SUPPLIED PASSAGE:

◇ ◇ ◇ ◇ ◇ ◇ ◇

[Phase1] Partition and Sort Enforcement rule #3855

mingmwang · 2022-10-17T04:09:12Z

Which issue does this PR close?

Closes #3854
Closes #3653
Closes #3400
Closes #189,

Rationale for this change

What changes are included in this PR?

Add methods required_input_ordering() to ExecutionPlan trait to specify the ordering requirements
Fix output_partitioning(), output_ordering(), required_input_distribution() in couple of trait implementations
Add BasicEnforcement rule to ensure the Distribution and Ordering requirements in the physical plan tree
Add method equivalence_properties() to ExecutionPlan trait to discover the equivalence properties in the physical plan tree
Add convenience utils for writing optimizers rule:
transform()/transform_down()/transform_up()
Implement PartialEq<dyn Any> for PhysicalExpr

Are there any user-facing changes?

mingmwang · 2022-10-17T10:40:29Z

@alamb @Dandandan @andygrove @tustvold @thinkharderdev @yahoNanJing
Please help to take a look.

mingmwang · 2022-10-17T10:57:18Z

Looks like the build failed with following error, any idea?

cargo check --manifest-path datafusion-cli/Cargo.toml --locked
3
shell: sh -e {0}
4
error: the lock file /__w/arrow-datafusion/arrow-datafusion/datafusion-cli/Cargo.lock needs to be updated but --locked was passed to prevent this

alamb · 2022-10-17T14:03:15Z

cargo check --manifest-path datafusion-cli/Cargo.toml --locked
3

I think you need to do cd datafusion-cli && cargo update && git commit -a -m 'Update lock' -- will try and review this PR later today

alamb · 2022-10-17T21:22:29Z

I ran out of time today to review this but I plan to do so tomorrow

alamb

This is looking pretty neat @mingmwang but it is basically impossible for me to carefully review such a large PR. I wonder if you can break it down into pieces so we can get it in?

◇ ◇ ◇ ◇ ◇ ◇ ◇

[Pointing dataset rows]
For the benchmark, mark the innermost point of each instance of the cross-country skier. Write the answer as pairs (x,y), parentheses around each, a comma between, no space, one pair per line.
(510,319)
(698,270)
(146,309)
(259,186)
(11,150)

◇ ◇ ◇ ◇ ◇ ◇ ◇

Can you carry on the pull request thread about the partition and sort enforcement rule, picking up right after its last comment?

WRITTEN ANSWER:
Possible split:

Add PhysicalExpr::children() and PhysicalExpr::new_with_children
the code for iterating / manipulating physical exprs
The code for calculating equivalence properties (and tests)
The code in datafusion/core/src/physical_optimizer/enforcement.rs

alamb · 2022-10-18T12:53:31Z

datafusion-cli/src/object_storage.rs

    let mut builder = GoogleCloudStorageBuilder::new().with_bucket_name(host);

-    if let Some(path) = env::var("GCP_SERVICE_ACCOUNT_PATH").ok() {
+    if let Ok(path) = env::var("GCP_SERVICE_ACCOUNT_PATH") {


these are nice cleanups but not directly connected to the other tickets in this PR. Were they suggested by clippy or just things you saw as you were reviewing the code?

Yes, they are suggested by the clippy, so I have to change accordingly.

alamb · 2022-10-18T13:03:21Z

datafusion/core/src/physical_plan/mod.rs

+            .any(|dist| matches!(dist, Distribution::SinglePartition))
    }

+    /// Get a list of equivalence properties within the plan


Can you please expand on this function's doc string -- specifically it would be nice to:

define what "equivalence" means (is it equality? Does it include nullability?)

explain what the Vec<Vec<Column>> represents(a set of equivalence properties?) Can there be duplicates? vec[vec[col("A"), col("B")], vec[col("A"), col("C")]?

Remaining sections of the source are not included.